_Fragment tekstu_.
--------------------------------------------------
×

Nie mój ci on :(

Witajcie!

W zeszłym roku wygrałam w jednym rozdań na blogach Lekki krem sezonowy z wodą kwiatową z Melisy Bio, Sanoflore. Używałam go gdzieś do października, później odstawiłam na zimę i niedawno wyjęłam z pudełeczka. Zainteresowane?





Producent mówi nam:

Lekki krem sezonowy z wodą kwiatową z Melisy Bio, o właściwościach antyoksydacyjnych
24- godzinne nawilżanie.
Normalna i mieszana skóra, nawet do skóry wrażliwej.

Dzięki lekkiemu kremowi sezonowemu poczujesz wiosnę w powietrzu… i na swojej skórze!
Skóra przenika letnim zapachem
Kobiecy zapach, który łączy w sobie nuty białych kwiatów i akcenty zielonej wiosny oraz owocową bazę drzewną.
Skoncentrowana Melisa Bio z Vercors z Prowansji
Uważana za eliksir młodości przez ostatnie 2000 lat, Melisa znana jest ze swoich antyoksydacyjnych i ożywczych właściwości. To właśnie to, czego skóra potrzebuje po długiej zimie!
Lekki krem sezonowy zawiera wodę kwiatową  z Melisy Bio o działaniu antyoksydayjnym, aby chronić skórę przed działaniem wolnych rodników uwalnianych przez promienie słoneczne.
--------------------------------------------------
_Twoje zadanie_. Przepisz bez zmian fragment tekstu o lekkim kremie sezonowym, od słów „Dzięki lekkiemu kremowi” aż do słów „po długiej zimie!” włącznie.
--------------------------------------------------
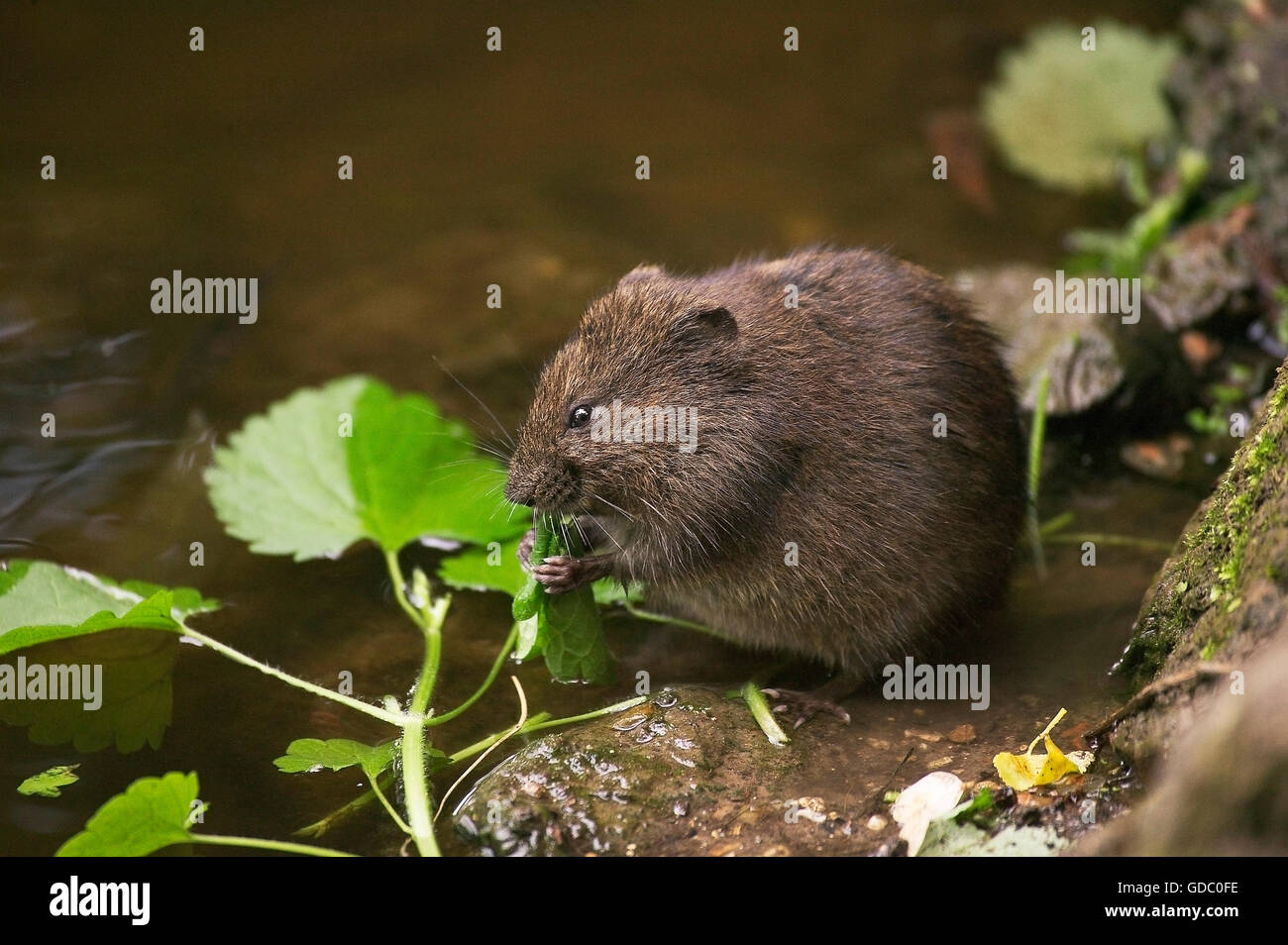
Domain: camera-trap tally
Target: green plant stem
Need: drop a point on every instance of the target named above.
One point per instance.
(429, 617)
(239, 657)
(281, 846)
(761, 712)
(399, 587)
(540, 721)
(320, 827)
(506, 649)
(1055, 524)
(1035, 438)
(389, 807)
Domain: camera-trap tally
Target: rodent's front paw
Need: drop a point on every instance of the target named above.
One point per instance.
(559, 575)
(526, 542)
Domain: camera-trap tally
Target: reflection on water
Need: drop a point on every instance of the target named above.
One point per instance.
(469, 168)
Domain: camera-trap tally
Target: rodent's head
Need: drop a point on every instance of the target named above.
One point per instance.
(653, 344)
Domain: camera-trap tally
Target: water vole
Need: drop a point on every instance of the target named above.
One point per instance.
(815, 510)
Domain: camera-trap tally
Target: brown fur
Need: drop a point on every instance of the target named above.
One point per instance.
(814, 426)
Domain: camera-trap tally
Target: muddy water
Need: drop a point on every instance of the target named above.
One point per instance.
(469, 168)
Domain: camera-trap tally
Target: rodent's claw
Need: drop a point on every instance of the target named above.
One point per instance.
(526, 548)
(804, 705)
(563, 574)
(559, 575)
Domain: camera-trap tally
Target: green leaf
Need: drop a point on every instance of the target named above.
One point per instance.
(1067, 116)
(574, 638)
(483, 568)
(134, 696)
(567, 627)
(331, 467)
(335, 753)
(43, 601)
(48, 783)
(531, 639)
(150, 815)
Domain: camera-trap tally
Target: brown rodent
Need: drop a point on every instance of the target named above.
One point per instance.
(815, 430)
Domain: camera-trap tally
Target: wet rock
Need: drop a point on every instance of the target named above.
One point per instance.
(686, 773)
(1220, 597)
(1077, 351)
(1201, 270)
(1225, 788)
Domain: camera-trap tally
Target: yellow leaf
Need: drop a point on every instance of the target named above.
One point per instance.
(1022, 772)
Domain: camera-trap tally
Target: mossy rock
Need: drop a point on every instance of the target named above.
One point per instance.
(1224, 591)
(651, 781)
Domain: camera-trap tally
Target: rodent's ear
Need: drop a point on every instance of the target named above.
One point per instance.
(706, 322)
(640, 273)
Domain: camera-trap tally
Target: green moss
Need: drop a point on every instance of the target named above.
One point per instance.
(1210, 571)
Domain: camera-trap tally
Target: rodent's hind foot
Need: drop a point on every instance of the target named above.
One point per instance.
(565, 574)
(805, 705)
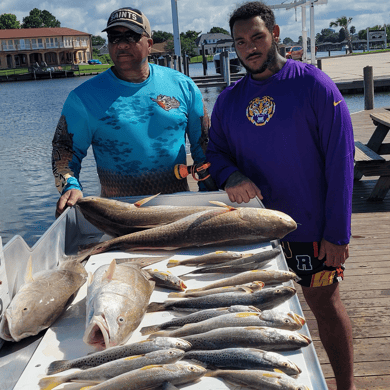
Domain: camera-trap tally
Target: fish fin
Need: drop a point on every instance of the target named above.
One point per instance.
(149, 329)
(161, 333)
(28, 278)
(90, 278)
(109, 274)
(216, 202)
(176, 295)
(248, 290)
(211, 372)
(195, 361)
(155, 306)
(49, 383)
(57, 366)
(145, 200)
(173, 263)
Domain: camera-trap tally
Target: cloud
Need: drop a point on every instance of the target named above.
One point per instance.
(199, 15)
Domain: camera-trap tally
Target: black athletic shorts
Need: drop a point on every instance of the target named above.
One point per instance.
(302, 258)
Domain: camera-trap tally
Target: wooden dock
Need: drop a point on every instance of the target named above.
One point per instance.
(346, 71)
(366, 288)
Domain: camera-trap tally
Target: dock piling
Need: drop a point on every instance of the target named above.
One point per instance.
(368, 87)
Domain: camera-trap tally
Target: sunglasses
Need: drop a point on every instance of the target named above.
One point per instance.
(127, 36)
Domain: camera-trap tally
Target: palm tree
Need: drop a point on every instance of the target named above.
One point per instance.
(343, 22)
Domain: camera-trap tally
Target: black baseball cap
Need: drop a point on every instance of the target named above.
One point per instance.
(131, 18)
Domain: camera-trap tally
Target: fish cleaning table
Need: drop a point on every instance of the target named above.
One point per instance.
(23, 364)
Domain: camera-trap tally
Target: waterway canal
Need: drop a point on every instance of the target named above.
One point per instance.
(29, 114)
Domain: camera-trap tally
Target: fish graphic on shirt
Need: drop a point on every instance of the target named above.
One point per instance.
(166, 102)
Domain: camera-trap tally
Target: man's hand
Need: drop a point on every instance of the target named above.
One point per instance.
(241, 189)
(66, 200)
(335, 254)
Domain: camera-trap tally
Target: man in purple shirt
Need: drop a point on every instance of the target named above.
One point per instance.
(284, 133)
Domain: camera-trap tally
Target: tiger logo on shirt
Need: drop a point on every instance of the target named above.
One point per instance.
(167, 102)
(260, 110)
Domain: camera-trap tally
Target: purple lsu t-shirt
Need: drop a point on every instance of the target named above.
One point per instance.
(291, 134)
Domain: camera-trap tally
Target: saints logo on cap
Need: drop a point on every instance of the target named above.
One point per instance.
(130, 18)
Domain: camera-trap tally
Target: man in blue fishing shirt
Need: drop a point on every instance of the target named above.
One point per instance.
(136, 116)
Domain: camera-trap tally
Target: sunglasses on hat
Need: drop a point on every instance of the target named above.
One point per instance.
(127, 36)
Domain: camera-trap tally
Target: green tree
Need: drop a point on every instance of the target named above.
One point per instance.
(161, 36)
(187, 43)
(8, 21)
(344, 22)
(38, 18)
(97, 40)
(216, 30)
(327, 35)
(342, 35)
(191, 34)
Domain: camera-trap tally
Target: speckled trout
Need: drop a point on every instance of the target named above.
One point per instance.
(250, 287)
(166, 279)
(246, 263)
(113, 353)
(262, 299)
(244, 358)
(114, 368)
(153, 376)
(258, 379)
(118, 218)
(269, 339)
(271, 318)
(266, 276)
(198, 316)
(224, 225)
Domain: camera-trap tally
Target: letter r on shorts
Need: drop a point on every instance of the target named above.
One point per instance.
(304, 262)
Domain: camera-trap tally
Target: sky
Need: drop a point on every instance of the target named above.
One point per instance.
(200, 15)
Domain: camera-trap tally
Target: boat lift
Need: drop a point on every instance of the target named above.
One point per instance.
(303, 4)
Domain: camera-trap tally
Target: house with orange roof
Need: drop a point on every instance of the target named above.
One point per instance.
(46, 46)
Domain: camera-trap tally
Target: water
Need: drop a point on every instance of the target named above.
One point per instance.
(29, 114)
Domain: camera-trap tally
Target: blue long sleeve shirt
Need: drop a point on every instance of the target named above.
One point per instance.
(137, 132)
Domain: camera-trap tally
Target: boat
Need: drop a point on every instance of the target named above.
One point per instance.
(22, 365)
(235, 64)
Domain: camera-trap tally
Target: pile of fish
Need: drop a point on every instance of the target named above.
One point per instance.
(232, 328)
(233, 332)
(190, 228)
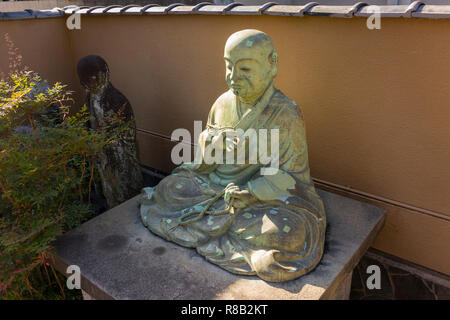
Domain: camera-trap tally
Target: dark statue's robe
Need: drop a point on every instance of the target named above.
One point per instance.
(118, 165)
(280, 236)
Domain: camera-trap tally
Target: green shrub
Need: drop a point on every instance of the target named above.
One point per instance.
(46, 174)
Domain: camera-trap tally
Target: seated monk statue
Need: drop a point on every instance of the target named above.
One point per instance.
(247, 221)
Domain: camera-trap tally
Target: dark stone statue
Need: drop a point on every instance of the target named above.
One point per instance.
(120, 173)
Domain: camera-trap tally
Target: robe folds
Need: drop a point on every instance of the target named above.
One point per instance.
(278, 237)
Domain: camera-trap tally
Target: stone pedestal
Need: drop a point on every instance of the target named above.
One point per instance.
(120, 259)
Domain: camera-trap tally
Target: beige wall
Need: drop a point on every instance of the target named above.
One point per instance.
(376, 103)
(44, 46)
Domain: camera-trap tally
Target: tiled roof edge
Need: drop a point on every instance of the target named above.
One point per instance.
(416, 9)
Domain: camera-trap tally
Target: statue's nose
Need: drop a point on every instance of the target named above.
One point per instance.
(234, 74)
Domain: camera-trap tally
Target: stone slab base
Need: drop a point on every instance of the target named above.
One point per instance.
(120, 259)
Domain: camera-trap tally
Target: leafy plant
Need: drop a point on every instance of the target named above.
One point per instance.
(47, 163)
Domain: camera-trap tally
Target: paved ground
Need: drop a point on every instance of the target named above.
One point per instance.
(396, 284)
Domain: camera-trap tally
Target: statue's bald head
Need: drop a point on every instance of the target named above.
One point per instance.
(259, 43)
(250, 38)
(251, 63)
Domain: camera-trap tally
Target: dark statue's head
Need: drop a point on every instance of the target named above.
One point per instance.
(93, 73)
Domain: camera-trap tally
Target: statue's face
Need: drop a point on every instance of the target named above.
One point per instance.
(94, 81)
(249, 71)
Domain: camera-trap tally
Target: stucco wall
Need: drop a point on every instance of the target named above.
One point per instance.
(376, 102)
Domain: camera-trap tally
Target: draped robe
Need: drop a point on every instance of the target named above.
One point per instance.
(278, 237)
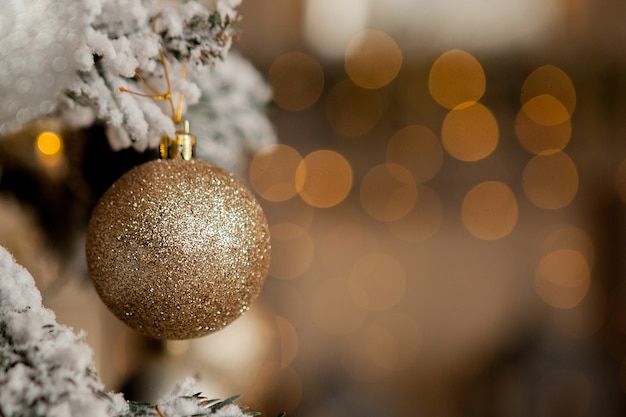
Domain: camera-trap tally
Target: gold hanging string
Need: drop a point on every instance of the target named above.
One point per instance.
(183, 145)
(177, 112)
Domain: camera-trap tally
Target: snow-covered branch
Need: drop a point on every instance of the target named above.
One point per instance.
(46, 369)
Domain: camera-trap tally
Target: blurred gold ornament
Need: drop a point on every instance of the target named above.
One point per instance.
(178, 248)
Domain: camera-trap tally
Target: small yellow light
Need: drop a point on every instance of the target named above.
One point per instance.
(49, 143)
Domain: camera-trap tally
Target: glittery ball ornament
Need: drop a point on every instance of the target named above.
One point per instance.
(178, 249)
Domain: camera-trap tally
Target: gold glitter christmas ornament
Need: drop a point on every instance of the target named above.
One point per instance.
(178, 248)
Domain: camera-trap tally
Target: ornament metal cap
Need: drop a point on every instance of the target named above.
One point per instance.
(182, 146)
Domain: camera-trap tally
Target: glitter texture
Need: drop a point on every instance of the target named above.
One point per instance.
(178, 249)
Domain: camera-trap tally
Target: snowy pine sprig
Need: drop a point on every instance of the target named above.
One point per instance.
(122, 51)
(46, 369)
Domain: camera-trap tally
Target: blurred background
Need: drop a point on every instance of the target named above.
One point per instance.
(446, 206)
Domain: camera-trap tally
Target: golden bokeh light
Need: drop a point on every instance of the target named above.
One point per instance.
(550, 80)
(423, 221)
(550, 181)
(323, 178)
(377, 281)
(490, 210)
(545, 110)
(588, 317)
(372, 59)
(353, 111)
(273, 172)
(470, 133)
(388, 192)
(456, 77)
(49, 143)
(288, 340)
(293, 249)
(417, 149)
(562, 278)
(569, 237)
(333, 309)
(542, 139)
(297, 81)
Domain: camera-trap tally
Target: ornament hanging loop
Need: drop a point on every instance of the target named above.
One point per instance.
(182, 146)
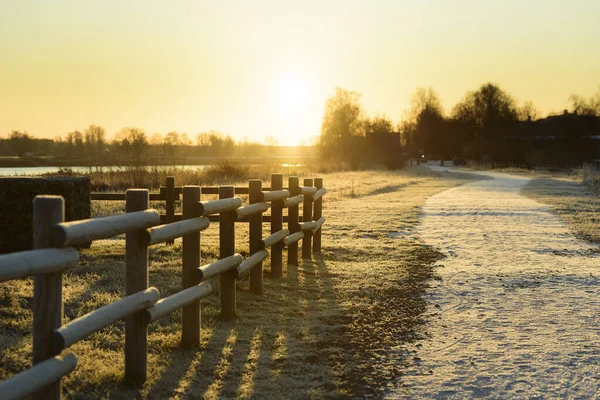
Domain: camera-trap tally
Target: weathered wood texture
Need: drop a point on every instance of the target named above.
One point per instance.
(293, 239)
(252, 262)
(251, 210)
(219, 206)
(318, 213)
(307, 216)
(47, 289)
(70, 233)
(191, 318)
(276, 223)
(80, 328)
(166, 233)
(276, 194)
(293, 201)
(255, 228)
(170, 202)
(273, 239)
(168, 305)
(308, 187)
(293, 224)
(37, 377)
(218, 267)
(226, 249)
(34, 262)
(136, 280)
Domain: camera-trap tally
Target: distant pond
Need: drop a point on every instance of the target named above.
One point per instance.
(20, 171)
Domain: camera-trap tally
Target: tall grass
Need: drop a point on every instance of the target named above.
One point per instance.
(222, 173)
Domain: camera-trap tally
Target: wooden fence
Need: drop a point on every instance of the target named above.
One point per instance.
(142, 305)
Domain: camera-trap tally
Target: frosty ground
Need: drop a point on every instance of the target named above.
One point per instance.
(515, 312)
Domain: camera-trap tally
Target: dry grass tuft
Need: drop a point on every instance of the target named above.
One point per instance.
(329, 328)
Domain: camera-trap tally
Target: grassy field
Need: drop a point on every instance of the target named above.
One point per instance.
(324, 330)
(571, 200)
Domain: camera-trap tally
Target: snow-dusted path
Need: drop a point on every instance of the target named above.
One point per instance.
(516, 313)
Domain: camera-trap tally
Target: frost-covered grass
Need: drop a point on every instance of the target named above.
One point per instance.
(320, 331)
(572, 201)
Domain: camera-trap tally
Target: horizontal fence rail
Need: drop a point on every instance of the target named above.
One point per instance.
(35, 262)
(142, 304)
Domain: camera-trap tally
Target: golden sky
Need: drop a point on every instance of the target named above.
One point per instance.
(265, 68)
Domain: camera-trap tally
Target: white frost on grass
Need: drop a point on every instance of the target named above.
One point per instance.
(516, 313)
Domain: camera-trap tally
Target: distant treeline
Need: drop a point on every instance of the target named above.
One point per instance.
(486, 125)
(131, 145)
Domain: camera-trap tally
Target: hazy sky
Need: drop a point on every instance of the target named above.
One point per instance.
(259, 68)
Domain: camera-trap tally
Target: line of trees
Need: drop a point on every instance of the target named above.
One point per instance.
(472, 128)
(132, 144)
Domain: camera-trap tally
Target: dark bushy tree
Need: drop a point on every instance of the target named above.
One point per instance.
(342, 128)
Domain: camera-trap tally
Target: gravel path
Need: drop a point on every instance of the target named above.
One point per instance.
(516, 313)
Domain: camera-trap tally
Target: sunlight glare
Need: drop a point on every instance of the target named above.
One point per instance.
(292, 93)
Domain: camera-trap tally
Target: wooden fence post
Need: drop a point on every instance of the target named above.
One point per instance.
(276, 226)
(255, 221)
(191, 318)
(227, 248)
(294, 187)
(170, 202)
(136, 279)
(47, 292)
(318, 214)
(307, 217)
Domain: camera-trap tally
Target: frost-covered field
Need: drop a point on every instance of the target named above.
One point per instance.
(516, 313)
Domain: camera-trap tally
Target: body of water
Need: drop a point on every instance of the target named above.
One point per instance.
(33, 171)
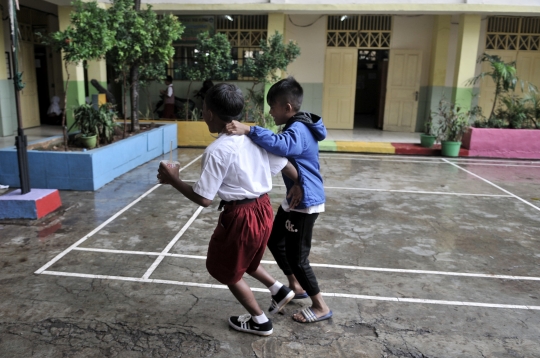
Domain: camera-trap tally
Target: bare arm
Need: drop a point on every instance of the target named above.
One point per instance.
(170, 176)
(291, 172)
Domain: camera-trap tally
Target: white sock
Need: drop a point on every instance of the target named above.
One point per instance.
(260, 319)
(275, 288)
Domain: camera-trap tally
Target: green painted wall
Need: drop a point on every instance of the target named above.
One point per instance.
(8, 112)
(75, 98)
(92, 90)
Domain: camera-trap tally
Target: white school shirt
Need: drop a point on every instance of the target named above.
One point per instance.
(235, 168)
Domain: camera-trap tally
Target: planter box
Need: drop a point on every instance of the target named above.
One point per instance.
(189, 133)
(88, 170)
(194, 134)
(503, 143)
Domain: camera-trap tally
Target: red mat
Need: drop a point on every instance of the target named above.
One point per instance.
(416, 149)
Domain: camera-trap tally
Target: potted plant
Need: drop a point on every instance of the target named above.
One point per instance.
(84, 39)
(452, 124)
(95, 125)
(428, 138)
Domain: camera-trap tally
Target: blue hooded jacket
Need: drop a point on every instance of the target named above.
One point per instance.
(299, 143)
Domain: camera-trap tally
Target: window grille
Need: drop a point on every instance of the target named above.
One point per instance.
(366, 31)
(245, 34)
(513, 33)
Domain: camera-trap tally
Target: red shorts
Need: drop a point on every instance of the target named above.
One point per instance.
(239, 240)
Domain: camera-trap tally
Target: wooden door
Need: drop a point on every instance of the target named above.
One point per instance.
(339, 87)
(403, 88)
(29, 95)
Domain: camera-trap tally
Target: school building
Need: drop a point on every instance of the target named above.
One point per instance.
(364, 64)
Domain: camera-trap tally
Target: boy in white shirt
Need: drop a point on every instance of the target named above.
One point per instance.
(239, 172)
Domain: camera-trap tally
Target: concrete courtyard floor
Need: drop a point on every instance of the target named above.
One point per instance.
(416, 256)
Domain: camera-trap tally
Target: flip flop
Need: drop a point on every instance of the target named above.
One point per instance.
(311, 317)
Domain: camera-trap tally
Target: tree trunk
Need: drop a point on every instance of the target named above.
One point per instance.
(134, 75)
(64, 129)
(125, 104)
(187, 101)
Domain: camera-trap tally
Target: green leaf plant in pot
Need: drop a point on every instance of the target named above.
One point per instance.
(452, 124)
(95, 125)
(427, 139)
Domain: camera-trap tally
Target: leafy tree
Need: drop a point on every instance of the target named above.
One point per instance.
(84, 39)
(212, 60)
(265, 67)
(503, 75)
(141, 40)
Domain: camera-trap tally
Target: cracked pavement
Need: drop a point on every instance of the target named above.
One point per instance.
(397, 228)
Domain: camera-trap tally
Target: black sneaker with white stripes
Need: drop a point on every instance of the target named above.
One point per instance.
(280, 299)
(245, 323)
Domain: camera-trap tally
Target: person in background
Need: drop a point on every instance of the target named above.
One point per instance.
(168, 99)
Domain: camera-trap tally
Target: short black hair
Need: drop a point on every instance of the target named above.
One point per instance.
(287, 90)
(225, 100)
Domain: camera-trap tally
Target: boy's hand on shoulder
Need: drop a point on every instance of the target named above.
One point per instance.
(237, 128)
(296, 195)
(167, 175)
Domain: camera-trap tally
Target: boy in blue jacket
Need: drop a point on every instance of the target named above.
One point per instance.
--------------------------------------------------
_Wynik ćwiczenia_.
Dzięki lekkiemu kremowi sezonowemu poczujesz wiosnę w powietrzu… i na swojej skórze!
Skóra przenika letnim zapachem
Kobiecy zapach, który łączy w sobie nuty białych kwiatów i akcenty zielonej wiosny oraz owocową bazę drzewną.
Skoncentrowana Melisa Bio z Vercors z Prowansji
Uważana za eliksir młodości przez ostatnie 2000 lat, Melisa znana jest ze swoich antyoksydacyjnych i ożywczych właściwości. To właśnie to, czego skóra potrzebuje po długiej zimie!